→ Aim: Render every line of the data below as a JSON array of strings, one string per line, skipping blank lines.

* begin Given information *

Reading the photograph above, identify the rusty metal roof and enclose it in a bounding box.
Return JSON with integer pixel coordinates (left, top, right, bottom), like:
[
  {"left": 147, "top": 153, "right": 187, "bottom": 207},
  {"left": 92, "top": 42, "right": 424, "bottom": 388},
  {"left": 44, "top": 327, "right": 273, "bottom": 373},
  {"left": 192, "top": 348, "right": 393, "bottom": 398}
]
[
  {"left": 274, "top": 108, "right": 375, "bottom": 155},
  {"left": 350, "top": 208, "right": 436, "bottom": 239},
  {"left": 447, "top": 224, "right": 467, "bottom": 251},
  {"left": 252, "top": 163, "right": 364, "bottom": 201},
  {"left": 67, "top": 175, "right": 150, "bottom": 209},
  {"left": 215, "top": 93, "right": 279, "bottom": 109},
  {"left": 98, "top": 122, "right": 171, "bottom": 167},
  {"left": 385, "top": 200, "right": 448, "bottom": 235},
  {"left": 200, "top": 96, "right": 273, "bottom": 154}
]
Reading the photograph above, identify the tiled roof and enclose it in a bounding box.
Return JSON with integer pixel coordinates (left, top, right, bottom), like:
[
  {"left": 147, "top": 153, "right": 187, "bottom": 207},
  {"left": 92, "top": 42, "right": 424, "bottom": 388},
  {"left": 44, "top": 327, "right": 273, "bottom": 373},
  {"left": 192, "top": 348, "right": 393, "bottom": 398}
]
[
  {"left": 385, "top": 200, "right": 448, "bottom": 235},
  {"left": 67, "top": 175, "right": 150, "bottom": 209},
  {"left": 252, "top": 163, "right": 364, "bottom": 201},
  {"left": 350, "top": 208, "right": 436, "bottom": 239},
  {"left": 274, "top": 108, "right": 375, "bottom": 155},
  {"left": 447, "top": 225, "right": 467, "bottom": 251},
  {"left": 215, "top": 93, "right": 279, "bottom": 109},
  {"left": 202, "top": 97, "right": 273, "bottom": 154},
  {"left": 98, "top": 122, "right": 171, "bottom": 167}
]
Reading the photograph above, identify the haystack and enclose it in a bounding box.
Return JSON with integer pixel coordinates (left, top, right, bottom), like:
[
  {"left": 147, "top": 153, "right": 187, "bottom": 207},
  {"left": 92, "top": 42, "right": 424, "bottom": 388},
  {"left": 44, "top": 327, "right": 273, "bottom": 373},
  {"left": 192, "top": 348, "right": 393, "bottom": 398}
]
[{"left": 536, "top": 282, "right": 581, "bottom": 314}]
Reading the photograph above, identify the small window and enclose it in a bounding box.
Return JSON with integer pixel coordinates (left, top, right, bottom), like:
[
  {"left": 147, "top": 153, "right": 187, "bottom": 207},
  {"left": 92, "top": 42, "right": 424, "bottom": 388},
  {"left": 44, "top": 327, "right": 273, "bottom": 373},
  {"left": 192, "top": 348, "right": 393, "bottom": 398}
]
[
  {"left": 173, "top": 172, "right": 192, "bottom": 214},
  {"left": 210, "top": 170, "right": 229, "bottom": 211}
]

* end Given information *

→ Written reply:
[
  "Reading the photograph above, identify the rusty metal roof and enclose it in a bounding box.",
  "Return JSON with integer pixel coordinates (left, top, right, bottom), like:",
  "[",
  "  {\"left\": 147, \"top\": 153, \"right\": 187, \"bottom\": 207},",
  "  {\"left\": 92, \"top\": 42, \"right\": 424, \"bottom\": 388},",
  "  {\"left\": 44, \"top\": 327, \"right\": 273, \"bottom\": 373},",
  "  {\"left\": 192, \"top\": 348, \"right\": 393, \"bottom\": 398}",
  "]",
  "[",
  "  {\"left\": 274, \"top\": 108, \"right\": 375, \"bottom\": 155},",
  "  {\"left\": 350, \"top\": 208, \"right\": 436, \"bottom\": 239},",
  "  {\"left\": 447, \"top\": 224, \"right\": 467, \"bottom\": 251},",
  "  {\"left\": 252, \"top\": 163, \"right\": 364, \"bottom\": 201},",
  "  {\"left\": 67, \"top\": 175, \"right\": 150, \"bottom\": 209},",
  "  {\"left\": 215, \"top\": 93, \"right\": 279, \"bottom\": 109},",
  "  {\"left\": 98, \"top\": 122, \"right\": 171, \"bottom\": 167},",
  "  {\"left\": 385, \"top\": 200, \"right\": 448, \"bottom\": 235},",
  "  {\"left\": 200, \"top\": 96, \"right\": 273, \"bottom\": 154}",
  "]",
  "Reading the photograph above, identify the tiled roof and enclose it in a bounding box.",
  "Return JSON with integer pixel coordinates (left, top, right, bottom), like:",
  "[",
  "  {\"left\": 147, \"top\": 153, \"right\": 187, \"bottom\": 207},",
  "  {\"left\": 92, \"top\": 42, \"right\": 424, \"bottom\": 388},",
  "  {\"left\": 44, \"top\": 327, \"right\": 273, \"bottom\": 373},",
  "  {\"left\": 192, \"top\": 348, \"right\": 393, \"bottom\": 398}",
  "]",
  "[",
  "  {\"left\": 385, \"top\": 200, \"right\": 448, \"bottom\": 235},",
  "  {\"left\": 67, \"top\": 175, \"right\": 150, \"bottom\": 209},",
  "  {\"left\": 252, \"top\": 163, \"right\": 364, \"bottom\": 201},",
  "  {\"left\": 350, \"top\": 208, \"right\": 436, \"bottom\": 239},",
  "  {\"left\": 274, \"top\": 108, \"right\": 375, \"bottom\": 155},",
  "  {\"left\": 447, \"top\": 225, \"right\": 467, \"bottom\": 251},",
  "  {\"left\": 215, \"top\": 93, \"right\": 279, \"bottom\": 109},",
  "  {\"left\": 202, \"top\": 97, \"right\": 273, \"bottom\": 154},",
  "  {\"left\": 98, \"top\": 122, \"right\": 171, \"bottom\": 167}",
  "]",
  "Reading the photograph above, identify the haystack and enclose it in a bounding box.",
  "Return JSON with integer pixel coordinates (left, top, right, bottom), like:",
  "[",
  "  {\"left\": 147, \"top\": 153, \"right\": 187, \"bottom\": 207},",
  "  {\"left\": 92, \"top\": 42, \"right\": 424, \"bottom\": 388},",
  "  {\"left\": 44, \"top\": 327, \"right\": 273, \"bottom\": 373},",
  "  {\"left\": 192, \"top\": 348, \"right\": 393, \"bottom\": 398}",
  "]",
  "[{\"left\": 536, \"top\": 282, \"right\": 581, \"bottom\": 314}]",
  "Reading the photograph above, identify the small window and enclose it in a bounding box.",
  "Return JSON with integer pixel coordinates (left, top, right, bottom), like:",
  "[",
  "  {\"left\": 147, \"top\": 153, \"right\": 187, \"bottom\": 207},",
  "  {\"left\": 92, \"top\": 42, \"right\": 424, \"bottom\": 388},",
  "  {\"left\": 44, \"top\": 327, \"right\": 273, \"bottom\": 373},",
  "  {\"left\": 192, \"top\": 348, \"right\": 393, \"bottom\": 398}",
  "]",
  "[",
  "  {\"left\": 173, \"top\": 172, \"right\": 192, \"bottom\": 214},",
  "  {\"left\": 210, \"top\": 170, \"right\": 229, \"bottom\": 211}",
  "]"
]